**Brano proposto**
⟨
17. Oppongono per 3. che la suddetta proposizione Hoc est corpus meum fu mera figura, come le altre che nella scrittura vi sono di Cristo: Ego sum vitis vera - Ego sum ostium - Petra erat Christus. Si risponde che intanto queste proposizioni si prendono in senso improprio, perché ripugna a Cristo il senso proprio, come l'essere vite, porta o pietra; e perciò non possono congiungersi col verbo sum, se non solo nel senso improprio. Ma nelle parole dell'eucaristia non vi è alcuna ripugnanza di congiungere il predicato col soggetto; poiché, come si è detto, non disse il Signore: Hic panis est corpus meum, ma disse: Hoc est corpus meum; hoc, cioè la cosa che si contiene sotto questa specie di pane, è il mio corpo; nel che non vi è affatto alcuna ripugnanza.
⟩
**Esercizi da svolgere**
a - Quali frasi latine complete sono citate nel brano sull'eucaristia? Elencale, ciascuna una sola volta.
b - Ricopia fedelmente dal brano sull'eucaristia il tratto che va da "17. Oppongono per" fino a "affatto alcuna ripugnanza." compreso.
Per rispondere serviti soltanto del brano sull'eucaristia.

**Estratti del materiale**
⟨
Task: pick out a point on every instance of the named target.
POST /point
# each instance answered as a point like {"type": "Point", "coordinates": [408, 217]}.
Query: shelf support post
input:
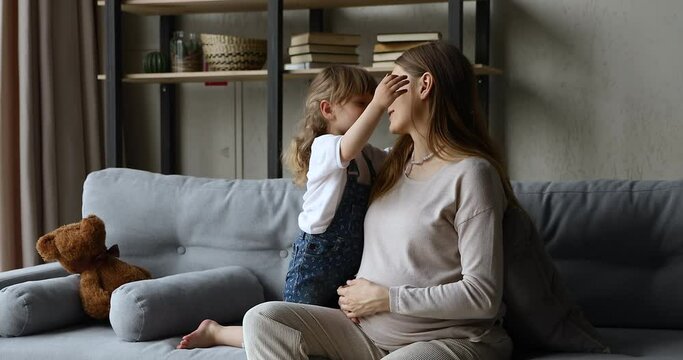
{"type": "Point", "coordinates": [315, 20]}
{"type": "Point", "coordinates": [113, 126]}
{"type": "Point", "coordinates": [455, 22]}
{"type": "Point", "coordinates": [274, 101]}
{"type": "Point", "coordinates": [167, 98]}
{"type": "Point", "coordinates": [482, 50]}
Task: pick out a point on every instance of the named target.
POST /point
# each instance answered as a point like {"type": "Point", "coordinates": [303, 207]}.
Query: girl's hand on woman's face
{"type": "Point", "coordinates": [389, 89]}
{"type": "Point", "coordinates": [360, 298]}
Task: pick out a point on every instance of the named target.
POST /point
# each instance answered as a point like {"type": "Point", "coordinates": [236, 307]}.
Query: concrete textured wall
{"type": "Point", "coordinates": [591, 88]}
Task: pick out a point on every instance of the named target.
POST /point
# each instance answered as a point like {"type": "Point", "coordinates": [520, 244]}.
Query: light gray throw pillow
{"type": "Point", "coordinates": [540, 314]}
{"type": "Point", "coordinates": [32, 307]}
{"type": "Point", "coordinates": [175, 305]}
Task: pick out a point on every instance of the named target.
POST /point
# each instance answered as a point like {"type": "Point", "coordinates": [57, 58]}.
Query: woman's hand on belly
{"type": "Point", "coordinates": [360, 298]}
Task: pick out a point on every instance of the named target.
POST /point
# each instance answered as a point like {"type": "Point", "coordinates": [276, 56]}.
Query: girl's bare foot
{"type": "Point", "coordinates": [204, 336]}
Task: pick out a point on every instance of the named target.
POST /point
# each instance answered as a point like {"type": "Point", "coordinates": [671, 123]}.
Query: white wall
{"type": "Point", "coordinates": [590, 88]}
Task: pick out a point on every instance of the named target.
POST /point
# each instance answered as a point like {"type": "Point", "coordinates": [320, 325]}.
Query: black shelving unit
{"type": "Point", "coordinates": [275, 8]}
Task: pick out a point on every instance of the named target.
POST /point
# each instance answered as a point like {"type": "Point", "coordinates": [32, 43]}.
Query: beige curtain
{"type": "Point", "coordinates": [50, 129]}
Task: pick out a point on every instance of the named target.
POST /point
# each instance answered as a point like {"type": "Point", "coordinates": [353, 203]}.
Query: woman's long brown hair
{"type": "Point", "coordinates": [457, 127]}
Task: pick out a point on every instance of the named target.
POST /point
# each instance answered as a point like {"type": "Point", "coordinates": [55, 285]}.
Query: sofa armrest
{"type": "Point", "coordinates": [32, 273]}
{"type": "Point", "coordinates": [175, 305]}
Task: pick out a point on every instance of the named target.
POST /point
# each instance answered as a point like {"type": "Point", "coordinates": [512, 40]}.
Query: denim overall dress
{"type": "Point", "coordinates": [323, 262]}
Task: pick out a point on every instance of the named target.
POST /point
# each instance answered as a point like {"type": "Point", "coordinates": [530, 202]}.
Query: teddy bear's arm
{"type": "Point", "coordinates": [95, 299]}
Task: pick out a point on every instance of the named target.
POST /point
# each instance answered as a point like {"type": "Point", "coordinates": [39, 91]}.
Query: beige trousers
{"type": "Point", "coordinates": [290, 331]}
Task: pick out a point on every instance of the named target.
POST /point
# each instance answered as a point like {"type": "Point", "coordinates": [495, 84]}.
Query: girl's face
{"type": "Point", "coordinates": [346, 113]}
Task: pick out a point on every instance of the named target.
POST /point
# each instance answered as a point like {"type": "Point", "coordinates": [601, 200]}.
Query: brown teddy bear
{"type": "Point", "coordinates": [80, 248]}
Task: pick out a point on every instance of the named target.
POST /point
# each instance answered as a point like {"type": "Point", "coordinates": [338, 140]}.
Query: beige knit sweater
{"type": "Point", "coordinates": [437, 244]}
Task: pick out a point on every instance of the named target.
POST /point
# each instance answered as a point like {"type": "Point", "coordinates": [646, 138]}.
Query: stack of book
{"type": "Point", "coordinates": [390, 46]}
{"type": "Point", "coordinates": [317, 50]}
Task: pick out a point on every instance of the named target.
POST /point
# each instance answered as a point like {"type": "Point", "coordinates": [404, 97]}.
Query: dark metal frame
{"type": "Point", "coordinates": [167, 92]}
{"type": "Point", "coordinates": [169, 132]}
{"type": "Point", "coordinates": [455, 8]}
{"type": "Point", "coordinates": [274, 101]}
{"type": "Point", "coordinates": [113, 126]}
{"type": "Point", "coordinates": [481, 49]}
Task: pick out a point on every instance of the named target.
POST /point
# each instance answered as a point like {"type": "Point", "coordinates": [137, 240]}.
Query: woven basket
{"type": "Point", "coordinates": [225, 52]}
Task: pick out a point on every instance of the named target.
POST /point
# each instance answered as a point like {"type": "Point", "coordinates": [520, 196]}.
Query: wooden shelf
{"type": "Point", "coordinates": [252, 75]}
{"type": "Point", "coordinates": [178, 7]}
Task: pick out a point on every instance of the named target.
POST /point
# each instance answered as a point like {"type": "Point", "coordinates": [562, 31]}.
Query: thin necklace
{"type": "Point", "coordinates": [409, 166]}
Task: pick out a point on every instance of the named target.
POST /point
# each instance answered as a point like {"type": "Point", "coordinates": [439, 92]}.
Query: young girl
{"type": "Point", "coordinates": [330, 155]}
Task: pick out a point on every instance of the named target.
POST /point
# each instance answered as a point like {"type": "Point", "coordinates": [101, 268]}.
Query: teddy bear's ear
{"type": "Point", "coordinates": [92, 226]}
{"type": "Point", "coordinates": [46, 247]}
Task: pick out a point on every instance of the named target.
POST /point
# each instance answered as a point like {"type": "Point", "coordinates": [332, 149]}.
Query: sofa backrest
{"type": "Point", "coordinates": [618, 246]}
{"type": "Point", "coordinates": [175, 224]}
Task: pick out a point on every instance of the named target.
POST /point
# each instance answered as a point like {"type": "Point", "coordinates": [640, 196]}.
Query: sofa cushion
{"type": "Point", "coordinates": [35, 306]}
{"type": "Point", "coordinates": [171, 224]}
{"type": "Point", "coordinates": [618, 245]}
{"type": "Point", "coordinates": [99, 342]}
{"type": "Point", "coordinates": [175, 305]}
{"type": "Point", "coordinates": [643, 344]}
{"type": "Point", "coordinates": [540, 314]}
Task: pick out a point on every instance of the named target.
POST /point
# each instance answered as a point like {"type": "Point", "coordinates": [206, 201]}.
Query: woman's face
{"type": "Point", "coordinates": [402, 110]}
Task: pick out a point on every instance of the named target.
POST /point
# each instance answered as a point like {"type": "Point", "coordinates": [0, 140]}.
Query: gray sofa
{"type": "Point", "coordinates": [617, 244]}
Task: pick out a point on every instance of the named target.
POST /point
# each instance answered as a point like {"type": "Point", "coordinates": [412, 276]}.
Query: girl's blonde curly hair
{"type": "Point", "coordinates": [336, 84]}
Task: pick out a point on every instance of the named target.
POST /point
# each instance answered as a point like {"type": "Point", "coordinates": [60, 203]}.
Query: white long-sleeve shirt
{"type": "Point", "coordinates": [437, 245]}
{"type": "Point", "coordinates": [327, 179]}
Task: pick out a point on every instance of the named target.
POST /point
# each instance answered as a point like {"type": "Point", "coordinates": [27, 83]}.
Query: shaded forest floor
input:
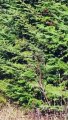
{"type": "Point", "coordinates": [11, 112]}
⟩
**Soluzioni complete**
a -
- Hoc est corpus meum
- Ego sum vitis vera
- Ego sum ostium
- Petra erat Christus
- Hic panis est corpus meum

b -
17. Oppongono per 3. che la suddetta proposizione Hoc est corpus meum fu mera figura, come le altre che nella scrittura vi sono di Cristo: Ego sum vitis vera - Ego sum ostium - Petra erat Christus. Si risponde che intanto queste proposizioni si prendono in senso improprio, perché ripugna a Cristo il senso proprio, come l'essere vite, porta o pietra; e perciò non possono congiungersi col verbo sum, se non solo nel senso improprio. Ma nelle parole dell'eucaristia non vi è alcuna ripugnanza di congiungere il predicato col soggetto; poiché, come si è detto, non disse il Signore: Hic panis est corpus meum, ma disse: Hoc est corpus meum; hoc, cioè la cosa che si contiene sotto questa specie di pane, è il mio corpo; nel che non vi è affatto alcuna ripugnanza.